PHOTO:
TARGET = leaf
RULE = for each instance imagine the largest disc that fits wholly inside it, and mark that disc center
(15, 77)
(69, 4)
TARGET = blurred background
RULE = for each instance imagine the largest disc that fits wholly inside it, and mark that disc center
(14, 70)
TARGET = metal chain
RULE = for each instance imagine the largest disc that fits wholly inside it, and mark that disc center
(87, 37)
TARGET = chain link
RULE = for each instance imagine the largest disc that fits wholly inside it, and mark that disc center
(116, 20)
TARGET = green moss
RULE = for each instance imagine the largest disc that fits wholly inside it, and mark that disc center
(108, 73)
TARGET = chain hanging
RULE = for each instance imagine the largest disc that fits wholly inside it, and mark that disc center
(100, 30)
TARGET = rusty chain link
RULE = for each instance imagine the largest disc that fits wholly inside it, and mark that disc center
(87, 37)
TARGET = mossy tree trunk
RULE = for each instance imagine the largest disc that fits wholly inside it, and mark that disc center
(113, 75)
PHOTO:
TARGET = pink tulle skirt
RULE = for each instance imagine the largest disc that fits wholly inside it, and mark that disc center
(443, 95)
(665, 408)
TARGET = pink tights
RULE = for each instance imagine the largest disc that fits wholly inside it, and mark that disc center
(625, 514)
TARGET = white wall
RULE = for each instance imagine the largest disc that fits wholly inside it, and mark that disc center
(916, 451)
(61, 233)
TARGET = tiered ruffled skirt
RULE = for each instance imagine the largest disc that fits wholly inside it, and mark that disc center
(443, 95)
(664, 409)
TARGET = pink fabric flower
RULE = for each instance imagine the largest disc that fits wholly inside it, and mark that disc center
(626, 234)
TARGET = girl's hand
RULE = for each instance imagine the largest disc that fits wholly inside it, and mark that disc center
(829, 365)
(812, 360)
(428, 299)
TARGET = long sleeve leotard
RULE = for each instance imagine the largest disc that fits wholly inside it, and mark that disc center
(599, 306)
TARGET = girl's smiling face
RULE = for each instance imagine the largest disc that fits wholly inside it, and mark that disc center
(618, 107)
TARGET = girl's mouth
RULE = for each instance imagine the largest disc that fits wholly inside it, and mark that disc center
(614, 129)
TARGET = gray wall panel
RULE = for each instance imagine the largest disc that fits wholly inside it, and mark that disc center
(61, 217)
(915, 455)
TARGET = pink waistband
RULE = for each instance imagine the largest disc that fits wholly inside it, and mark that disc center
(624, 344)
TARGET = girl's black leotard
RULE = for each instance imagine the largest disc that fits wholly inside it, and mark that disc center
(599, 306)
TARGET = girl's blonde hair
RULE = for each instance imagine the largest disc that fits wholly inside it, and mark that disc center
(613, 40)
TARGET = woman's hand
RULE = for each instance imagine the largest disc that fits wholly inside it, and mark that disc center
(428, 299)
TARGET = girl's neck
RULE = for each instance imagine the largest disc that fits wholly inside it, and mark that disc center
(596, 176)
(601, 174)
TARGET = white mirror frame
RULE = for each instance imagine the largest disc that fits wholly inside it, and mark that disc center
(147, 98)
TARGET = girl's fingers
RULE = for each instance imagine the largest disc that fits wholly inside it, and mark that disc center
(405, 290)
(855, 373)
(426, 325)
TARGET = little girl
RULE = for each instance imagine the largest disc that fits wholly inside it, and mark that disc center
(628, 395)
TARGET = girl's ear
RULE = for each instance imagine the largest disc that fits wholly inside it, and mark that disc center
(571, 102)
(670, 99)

****************

* OBJECTIVE
Copy out the listing above line for line, with nothing changed.

* SOLUTION TO THIS TASK
PHOTO:
TARGET = leaf
RULE = for each instance imagine the largest disc that fits wholly inside it, and mark that disc center
(15, 77)
(69, 4)
TARGET = blurred background
RULE = for each instance imagine the largest disc that fits wholly inside it, and mark that disc center
(14, 70)
TARGET = metal chain
RULE = for each instance imagine the largest disc that fits wholly inside it, and mark that disc center
(87, 37)
TARGET = chain link
RULE = for each instance imagine the largest disc that fits wholly inside it, and mark that disc center
(116, 20)
TARGET = green moss
RULE = for each instance imagine the largest disc that fits wholly inside it, and mark that disc center
(108, 73)
TARGET = chain hanging
RULE = for each instance imagine the largest disc that fits wholly inside it, and mark that disc center
(100, 30)
TARGET = rusty chain link
RULE = for each instance imagine the largest disc that fits wholly inside it, and mark that disc center
(87, 37)
TARGET = mossy tree trunk
RULE = for each instance imagine the largest disc that fits wholly inside it, and mark that disc center
(113, 75)
PHOTO:
TARGET = pink tulle skirt
RULE = for each instance imagine the largest disc that fits wholly inside it, and mark that disc center
(443, 95)
(665, 408)
TARGET = pink tights
RULE = for each instance imagine the largest disc that fits wholly inside it, and mark that disc center
(625, 514)
TARGET = white wall
RULE = for each instance imagine the largest disc that fits wholly inside it, and mark that disc center
(916, 451)
(61, 233)
TARGET = tiered ruffled skirt
RULE = for each instance imagine the largest disc that fits wholly inside it, and mark that disc center
(443, 95)
(664, 409)
TARGET = pink fabric flower
RULE = for each instance imagine the largest disc that fits wholly inside it, and mark that disc center
(626, 234)
TARGET = girl's hand
RULE = for each instance imagine the largest disc that fits wholly inside it, and mark that disc center
(829, 365)
(812, 360)
(428, 299)
TARGET = long sleeve leotard
RULE = for each instance imagine the largest disc that fits wholly inside it, and mark that disc center
(599, 306)
TARGET = girl's smiling face
RULE = for each instance imagine the largest disc that fits wholly inside it, and mark that disc center
(618, 107)
TARGET = girl's mouth
RULE = for each instance imagine the largest disc that fits wholly inside it, and mark that disc center
(614, 129)
TARGET = gray wall panel
RULE = for each instance imagine the largest disc that fits wholly inside it, and mark that disc center
(61, 217)
(915, 455)
TARGET = pink waistband
RULE = for each instance imagine the largest disc that fits wholly inside it, and mark that disc center
(624, 344)
TARGET = girl's black leotard
RULE = for each instance imagine the largest disc that fits wholly inside it, and mark that disc center
(599, 306)
TARGET = girl's blonde hair
RULE = for each instance imagine the largest disc that fits wholly inside it, and mark that disc center
(613, 40)
TARGET = woman's hand
RULE = for each instance imagine the largest disc that fits wholly inside it, and mark that disc center
(428, 299)
TARGET = girl's neck
RULE = for each instance imagine the largest disc that fits wholly inside it, and mark that disc center
(596, 176)
(601, 174)
TARGET = white mirror frame
RULE = for each instance imagine the largest disc that fits wholly inside it, and mark that disc center
(147, 98)
TARGET = girl's fingers
RULE = for each instance imagine the largest disc that fits wholly inside it, and mark that disc center
(405, 290)
(855, 373)
(426, 325)
TARGET = little girl
RULE = for each instance imagine the largest disc that fits wholly inside it, and mark that disc center
(628, 395)
TARGET = girl's ear
RULE = for each instance imagine the largest disc that fits wholly inside it, and mark that disc center
(571, 102)
(670, 99)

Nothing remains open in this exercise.